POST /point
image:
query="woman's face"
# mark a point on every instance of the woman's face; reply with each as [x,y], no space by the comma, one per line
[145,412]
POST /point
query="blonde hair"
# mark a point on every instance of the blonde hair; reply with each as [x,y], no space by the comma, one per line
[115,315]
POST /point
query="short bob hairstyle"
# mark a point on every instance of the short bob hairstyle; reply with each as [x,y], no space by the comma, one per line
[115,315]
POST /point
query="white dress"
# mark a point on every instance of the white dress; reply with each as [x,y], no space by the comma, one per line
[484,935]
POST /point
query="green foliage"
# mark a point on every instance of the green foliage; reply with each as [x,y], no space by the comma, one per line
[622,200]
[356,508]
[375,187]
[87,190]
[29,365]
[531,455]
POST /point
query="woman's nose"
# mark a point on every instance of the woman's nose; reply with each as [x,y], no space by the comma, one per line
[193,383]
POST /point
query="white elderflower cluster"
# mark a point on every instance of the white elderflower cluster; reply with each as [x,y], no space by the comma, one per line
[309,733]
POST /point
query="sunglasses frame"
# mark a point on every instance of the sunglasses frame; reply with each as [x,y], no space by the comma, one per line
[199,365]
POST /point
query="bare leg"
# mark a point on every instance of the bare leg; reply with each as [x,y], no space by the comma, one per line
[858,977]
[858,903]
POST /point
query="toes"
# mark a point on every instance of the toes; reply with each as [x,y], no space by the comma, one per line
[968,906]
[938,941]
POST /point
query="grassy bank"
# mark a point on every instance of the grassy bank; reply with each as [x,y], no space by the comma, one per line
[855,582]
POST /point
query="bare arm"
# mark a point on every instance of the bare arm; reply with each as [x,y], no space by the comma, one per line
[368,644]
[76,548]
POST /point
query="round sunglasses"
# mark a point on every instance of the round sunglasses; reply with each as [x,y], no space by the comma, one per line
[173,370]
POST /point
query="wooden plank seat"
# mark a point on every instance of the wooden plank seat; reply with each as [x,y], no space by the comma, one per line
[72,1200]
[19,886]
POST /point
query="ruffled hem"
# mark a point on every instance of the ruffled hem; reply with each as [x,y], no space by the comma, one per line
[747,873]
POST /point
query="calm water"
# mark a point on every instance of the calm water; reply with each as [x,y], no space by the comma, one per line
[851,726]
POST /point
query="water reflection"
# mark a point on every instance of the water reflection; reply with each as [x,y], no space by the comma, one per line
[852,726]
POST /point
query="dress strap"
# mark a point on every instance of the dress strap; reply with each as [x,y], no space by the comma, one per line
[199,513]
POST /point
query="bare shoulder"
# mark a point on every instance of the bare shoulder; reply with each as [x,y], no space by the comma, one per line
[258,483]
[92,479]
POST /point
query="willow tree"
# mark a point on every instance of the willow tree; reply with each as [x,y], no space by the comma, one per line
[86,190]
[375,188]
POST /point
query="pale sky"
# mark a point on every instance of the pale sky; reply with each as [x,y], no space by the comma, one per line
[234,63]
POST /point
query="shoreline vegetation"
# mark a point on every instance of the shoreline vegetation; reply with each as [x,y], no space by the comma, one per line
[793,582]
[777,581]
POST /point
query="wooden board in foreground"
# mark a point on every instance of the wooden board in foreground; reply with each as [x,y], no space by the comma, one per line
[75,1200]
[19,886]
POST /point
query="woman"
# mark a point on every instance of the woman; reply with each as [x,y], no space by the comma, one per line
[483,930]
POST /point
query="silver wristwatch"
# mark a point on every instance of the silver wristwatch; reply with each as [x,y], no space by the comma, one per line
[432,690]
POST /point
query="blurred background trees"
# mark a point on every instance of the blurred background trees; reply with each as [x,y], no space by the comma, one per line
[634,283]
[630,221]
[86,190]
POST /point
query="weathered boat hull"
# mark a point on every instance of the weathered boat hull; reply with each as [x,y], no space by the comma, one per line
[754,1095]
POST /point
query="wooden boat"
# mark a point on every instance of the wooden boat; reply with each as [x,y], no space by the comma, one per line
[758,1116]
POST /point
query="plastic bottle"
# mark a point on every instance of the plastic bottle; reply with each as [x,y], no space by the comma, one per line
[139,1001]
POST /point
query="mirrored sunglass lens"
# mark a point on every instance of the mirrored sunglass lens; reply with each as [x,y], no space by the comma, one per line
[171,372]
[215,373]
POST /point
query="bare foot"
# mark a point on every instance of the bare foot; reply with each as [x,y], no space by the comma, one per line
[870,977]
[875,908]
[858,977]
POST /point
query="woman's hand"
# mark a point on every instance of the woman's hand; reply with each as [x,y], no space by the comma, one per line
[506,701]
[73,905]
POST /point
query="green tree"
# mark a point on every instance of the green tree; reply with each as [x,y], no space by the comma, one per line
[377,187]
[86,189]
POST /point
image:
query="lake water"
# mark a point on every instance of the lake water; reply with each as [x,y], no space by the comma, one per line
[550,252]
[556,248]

Direction: Quote every entry exactly.

Result of the exercise:
POST /point
image:
query="woman's face"
# mark a point on every instance of the woman's face; reply with each as [x,y], no space by the comma, one per line
[145,412]
POST /point
query="blonde hair"
# mark a point on every instance of the blonde hair; reply with each as [x,y], no space by the comma, one per line
[115,315]
POST /point
query="short bob hairstyle"
# mark a point on every instance of the short bob hairstyle; reply with each as [x,y], no space by the comma, one per line
[115,315]
POST /point
query="white dress"
# mark a point on every instance of the white dress; reply with each as [x,y], no space by the comma, one per line
[484,935]
POST /point
query="green foliage"
# mark a point on every instance of the green foliage; reply with each as [x,y], no space by the comma, one per line
[622,200]
[356,508]
[375,187]
[87,190]
[29,365]
[531,455]
POST /point
query="woman's nose"
# mark a point on every instance of the woman's nose; reply with each as [x,y], no space by the comma, one per line
[193,383]
POST /point
query="white elderflower cluster"
# mark a point on every instance of the white elderflower cluster; reply with each as [x,y], no space by the comma, one per line
[309,733]
POST /point
query="sunglasses frame"
# mark a point on every instance of the sunglasses frame; reply with each as [x,y], no space by the comma, one per line
[199,365]
POST /point
query="bare leg"
# mark a point on every instance of the bare leg; reply with each as [x,y], no space by the comma, one per line
[858,977]
[858,903]
POST /point
query="toes"
# mark a point on every instance of the toes; reply with each as [x,y], no space by the comma, one per line
[968,906]
[938,941]
POST /point
query="grassy bank"
# mark a point on every instance of the grassy bank; reply with each as [x,y], no space by the comma, one per line
[855,582]
POST /point
query="bare arm"
# mark a point on every instance of the bare arm; reply with each as [x,y], no space by the comma, one per line
[368,644]
[76,548]
POST /point
query="round sunglasses"
# mark a point on every instance of the round sunglasses; reply with each as [x,y], no space by the comma, one per line
[173,370]
POST /point
query="wooden plank seat"
# mark a point on every instance of the wooden plank seat; reply with each as [x,y], no space by the comma, one per line
[72,1200]
[19,886]
POST /point
query="ruffled hem"
# mark a point on every instance of the ruffled hem; reply with each as [x,y], no space by the comma, one per line
[747,873]
POST /point
query="calm water"
# mark a point on every instance of the calm water; reply with each as [x,y], no space by the comma, one per line
[851,726]
POST /point
query="water reflection"
# mark a point on every instance of the water reflection; reply with each as [x,y], no space by the comma, one per line
[852,726]
POST /point
query="dress strap"
# mark a point on every instance of the dress strap; reply with each as [x,y], no space by the comma, one per line
[199,513]
POST /point
query="bare shoulder"
# mark a point on every instance of the bare shoulder; reply with each as [x,y], no space by the comma, one per line
[258,483]
[92,479]
POST /point
query="willow tree"
# mark a point on every instance of the willow tree; reply with each as [x,y], no space by the comma, one per line
[86,190]
[375,188]
POST /point
query="pale sky"
# mark a point on every instance of the pale sky; reply with each as [x,y], no space by the comma, one per line
[234,63]
POST /point
query="shoreline vegetation"
# mark a point on every instance of the shoreline vegetation; reply with each as [x,y], no space by the comma, one per line
[793,582]
[777,581]
POST /point
query="wooden board in foreground"
# mark a point on every instance of the wooden board in foreground; reply with each as [x,y], no space by the comma, one per line
[75,1200]
[19,886]
POST /point
query="woman"
# mark a point on every instance of the woman; reply with each as [x,y], no space by the comma, one per line
[483,930]
POST /point
query="silver wristwatch"
# mark a point on every instance of the silver wristwatch; reply with each as [x,y], no space by the comma, one per line
[432,690]
POST /point
query="blurred background trees"
# mark a point on every instance of the blurred background trees; reply with each as [x,y], no space by the comma, one per line
[634,283]
[630,221]
[86,190]
POST /point
query="weathered boat hull"
# mark a point on every instance of the weathered boat hull; reply with each as [x,y], no space by the comma, one per line
[754,1095]
POST /point
query="wooden boat"
# mark a point on every instance of the wooden boat; reply with each as [x,y], no space by the comma, one per line
[758,1116]
POST /point
query="plastic bottle"
# mark a point on every instance of the plastic bottle; reply with each as [x,y], no space by the comma, one per line
[139,1001]
POST /point
query="mirrored sunglass lens"
# mark a point on every instance of the mirrored sunglass lens; reply with each as [x,y], no space by the comma, one per line
[171,372]
[215,373]
POST /point
query="bare foot"
# mark a point on every instance of the bare foot; reply with each as [x,y], no space by the comma, one per line
[870,977]
[875,908]
[858,977]
POST /point
query="woman's hand"
# mark a point on every instance of the woman's hand; reply with each as [x,y], no space by the comma, one per line
[506,701]
[73,905]
POST /point
query="green tree"
# mark a point on every instance of the green tree; reply with each as [x,y], no space by the comma, one per line
[377,187]
[86,189]
POST /point
image:
query="lake water"
# mark a point on every instance of the lake water; reply with each as [x,y], no space by the comma, one per line
[550,252]
[556,248]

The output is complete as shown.